## THE REQUEST
Locate each line in the records below that contains the word "picture", and copy those lines out. Case counts when matching.

## MATERIAL SHOWN
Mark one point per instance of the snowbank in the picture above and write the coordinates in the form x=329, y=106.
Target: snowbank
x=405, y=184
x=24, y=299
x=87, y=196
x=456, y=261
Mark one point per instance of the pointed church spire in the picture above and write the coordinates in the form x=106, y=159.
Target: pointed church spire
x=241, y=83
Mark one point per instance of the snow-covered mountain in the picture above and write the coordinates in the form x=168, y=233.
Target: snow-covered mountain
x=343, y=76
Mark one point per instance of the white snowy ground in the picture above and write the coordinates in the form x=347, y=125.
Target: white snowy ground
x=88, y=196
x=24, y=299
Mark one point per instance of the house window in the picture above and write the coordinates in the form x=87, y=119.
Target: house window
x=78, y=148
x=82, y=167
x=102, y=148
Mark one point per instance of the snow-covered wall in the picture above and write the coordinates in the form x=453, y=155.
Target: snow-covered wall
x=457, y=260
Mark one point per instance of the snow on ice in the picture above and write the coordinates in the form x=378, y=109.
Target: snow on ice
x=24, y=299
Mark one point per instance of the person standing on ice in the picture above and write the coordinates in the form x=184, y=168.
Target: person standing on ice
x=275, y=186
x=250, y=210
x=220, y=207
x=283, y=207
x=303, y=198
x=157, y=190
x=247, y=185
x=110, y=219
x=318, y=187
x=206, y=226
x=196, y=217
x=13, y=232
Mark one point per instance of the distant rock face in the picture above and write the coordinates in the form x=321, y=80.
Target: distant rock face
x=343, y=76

==

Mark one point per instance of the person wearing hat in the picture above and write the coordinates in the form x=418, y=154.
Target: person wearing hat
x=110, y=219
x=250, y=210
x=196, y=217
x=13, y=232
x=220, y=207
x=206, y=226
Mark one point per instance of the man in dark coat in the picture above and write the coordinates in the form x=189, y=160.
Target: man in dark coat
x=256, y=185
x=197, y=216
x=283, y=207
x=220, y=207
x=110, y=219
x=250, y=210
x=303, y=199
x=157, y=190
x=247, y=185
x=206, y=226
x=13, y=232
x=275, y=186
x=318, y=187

## COMPLETE OUTPUT
Mark one point per instance of the snowbank in the picture above and write the coordinates in the form x=329, y=106.
Mark one point per instance of the pointed church spire in the picture above and write the coordinates in the form x=106, y=159.
Mark one point per instance of the snow-covered mountain in the picture above and write the coordinates in the form x=168, y=233.
Mark one point per instance of the white snowy ground in the picture above and write the coordinates in the form x=347, y=125.
Mark one point per instance of the house window in the picture above and write the coordinates in the form x=87, y=119.
Mark one point per instance of the snow-covered wall in the picture above and write the coordinates in the form x=453, y=155.
Mark one point per instance of the snow on ice in the picture above and write the coordinates in the form x=378, y=109.
Mark one point per instance of the person standing on ice in the picture above and write the coordinates in the form x=184, y=168.
Mark one point per instance of the distant rock face in the picture above and write the coordinates in the form x=321, y=80.
Mark one point per instance of the person wearing hat in the picture above and write the coordinates in the form x=418, y=154.
Mark one point per instance of the man in dark coat in the picture above and write the coordinates in the form x=189, y=160.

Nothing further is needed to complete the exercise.